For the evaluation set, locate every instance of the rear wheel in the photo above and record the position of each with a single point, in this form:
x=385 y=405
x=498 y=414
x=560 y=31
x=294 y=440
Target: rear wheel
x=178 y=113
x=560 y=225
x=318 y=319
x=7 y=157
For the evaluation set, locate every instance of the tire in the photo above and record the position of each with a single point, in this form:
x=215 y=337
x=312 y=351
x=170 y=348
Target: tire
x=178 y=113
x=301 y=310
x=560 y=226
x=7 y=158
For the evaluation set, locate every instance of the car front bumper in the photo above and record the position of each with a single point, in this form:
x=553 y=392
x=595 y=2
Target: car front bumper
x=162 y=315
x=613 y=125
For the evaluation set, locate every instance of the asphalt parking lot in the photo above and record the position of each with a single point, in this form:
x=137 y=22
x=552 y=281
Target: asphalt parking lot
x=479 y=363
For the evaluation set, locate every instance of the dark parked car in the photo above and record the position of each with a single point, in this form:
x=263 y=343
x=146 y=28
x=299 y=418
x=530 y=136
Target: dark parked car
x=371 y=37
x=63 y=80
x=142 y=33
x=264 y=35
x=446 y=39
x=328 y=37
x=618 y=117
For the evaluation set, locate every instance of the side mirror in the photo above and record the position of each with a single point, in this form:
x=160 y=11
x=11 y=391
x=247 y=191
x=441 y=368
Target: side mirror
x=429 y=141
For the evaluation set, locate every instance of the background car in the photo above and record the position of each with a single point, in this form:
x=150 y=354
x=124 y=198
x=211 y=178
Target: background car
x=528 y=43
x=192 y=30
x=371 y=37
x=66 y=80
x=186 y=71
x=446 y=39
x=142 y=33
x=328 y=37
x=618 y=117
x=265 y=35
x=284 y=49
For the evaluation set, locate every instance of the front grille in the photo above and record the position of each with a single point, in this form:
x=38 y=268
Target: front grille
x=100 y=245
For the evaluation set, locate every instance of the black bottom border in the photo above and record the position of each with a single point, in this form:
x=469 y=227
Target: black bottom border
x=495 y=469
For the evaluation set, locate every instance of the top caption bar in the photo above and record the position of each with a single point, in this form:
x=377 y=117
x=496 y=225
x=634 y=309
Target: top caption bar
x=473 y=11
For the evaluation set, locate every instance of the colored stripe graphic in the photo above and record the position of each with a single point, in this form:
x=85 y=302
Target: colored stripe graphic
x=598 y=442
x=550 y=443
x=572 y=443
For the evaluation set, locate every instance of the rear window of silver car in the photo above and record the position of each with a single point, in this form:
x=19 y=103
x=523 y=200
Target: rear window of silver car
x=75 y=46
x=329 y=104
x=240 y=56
_____
* Aim of the exercise:
Reproduce all of the records above word for word, leaving nothing out and adding nothing.

* Answer to the exercise:
For the evaluation set, locate every instance of the rear wheel in the photo above and record the position of each with a single point, in this form:
x=385 y=405
x=498 y=414
x=560 y=31
x=294 y=440
Target: rear wheel
x=178 y=113
x=560 y=225
x=318 y=319
x=7 y=157
For the evaluation set, locate every instance of the tire in the photo above and record the position of each with a single point, in this form:
x=215 y=337
x=312 y=351
x=170 y=348
Target: tire
x=178 y=113
x=301 y=310
x=560 y=226
x=7 y=158
For the evaluation set, locate every instance of the car front bumper in the photo above and record the position of each with a single point, in this form:
x=553 y=392
x=595 y=2
Target: car front bumper
x=162 y=315
x=613 y=125
For the evaluation set, locate every instance of the asphalt parking lot in the photo above and record the position of each with a single point, in this form:
x=137 y=22
x=552 y=281
Target: asphalt parking lot
x=479 y=363
For the evaluation set, locate every instance of the dark parked car in the photo above and record the position of each with a single point, in this form:
x=263 y=343
x=146 y=28
x=299 y=418
x=530 y=136
Target: dark parked car
x=371 y=37
x=63 y=80
x=142 y=33
x=264 y=35
x=446 y=39
x=328 y=37
x=618 y=117
For the evaluation set, locate every instance of the side mirror in the photo above and record the position of each with a single point, in this form:
x=160 y=11
x=11 y=391
x=247 y=191
x=441 y=368
Target: side mirror
x=429 y=141
For the evaluation set, locate every instance of the background car in the photo above and record the position of each with a single point, in this form:
x=150 y=354
x=124 y=198
x=211 y=178
Target: background car
x=528 y=43
x=192 y=30
x=371 y=37
x=66 y=80
x=186 y=71
x=446 y=39
x=142 y=33
x=328 y=37
x=618 y=117
x=265 y=35
x=284 y=49
For the evaluation set, locate every instance of the front grille in the photo above and record the position of each with a single point, in this form:
x=38 y=268
Target: front grille
x=100 y=245
For the evaluation set, locate every instance of the black bottom border in the photo above and record the position of each with a single point, in this form:
x=469 y=227
Target: black bottom border
x=495 y=469
For the evaluation set, locate every instance of the top caption bar in the photo above and record the position of each with a single point, in this form:
x=377 y=117
x=496 y=225
x=634 y=309
Target: top caption bar
x=473 y=11
For the evaluation set, locate every instance of the colored stripe graphic in the photo above and record the position of each with a single point, in this form:
x=85 y=302
Target: colored stripe graphic
x=598 y=442
x=550 y=443
x=572 y=443
For the evaluation set, locate every instance of the rear window of silver car in the photo above and record the position of each with a single point, in this form:
x=19 y=103
x=523 y=200
Target: rear window of silver car
x=75 y=46
x=329 y=104
x=240 y=56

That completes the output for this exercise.